*Supplied entries*:
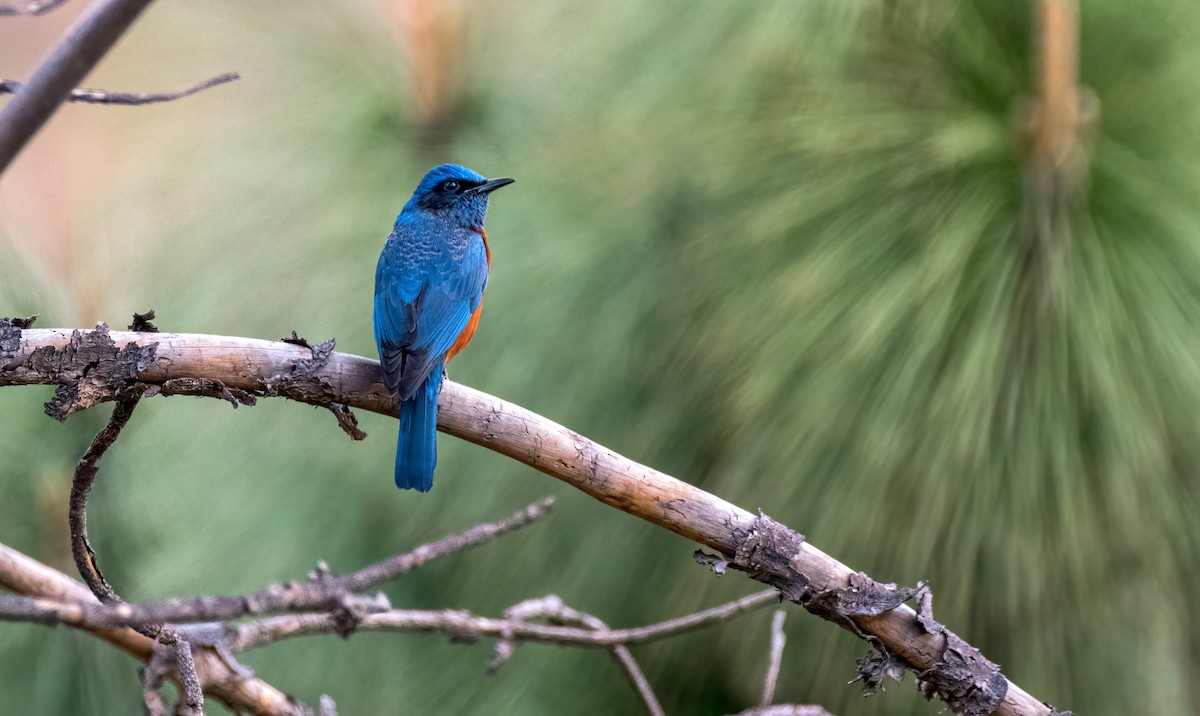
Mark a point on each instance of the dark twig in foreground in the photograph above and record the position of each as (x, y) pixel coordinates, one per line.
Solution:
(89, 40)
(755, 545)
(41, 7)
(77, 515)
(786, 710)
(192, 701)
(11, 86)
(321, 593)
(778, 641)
==
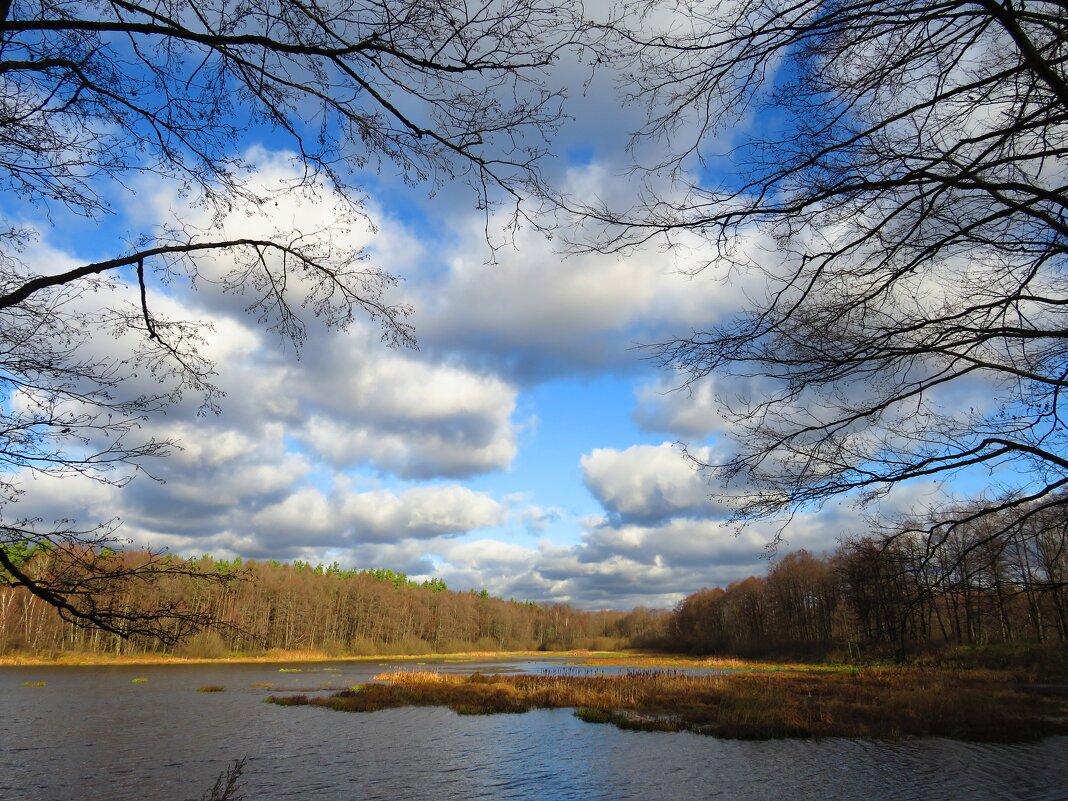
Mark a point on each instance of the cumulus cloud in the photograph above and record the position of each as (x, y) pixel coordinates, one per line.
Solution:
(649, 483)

*Exercise objective*:
When a line of the entries above contains the word "Mark", include it in a tally, then give that tally alone.

*Solution to this exercise*:
2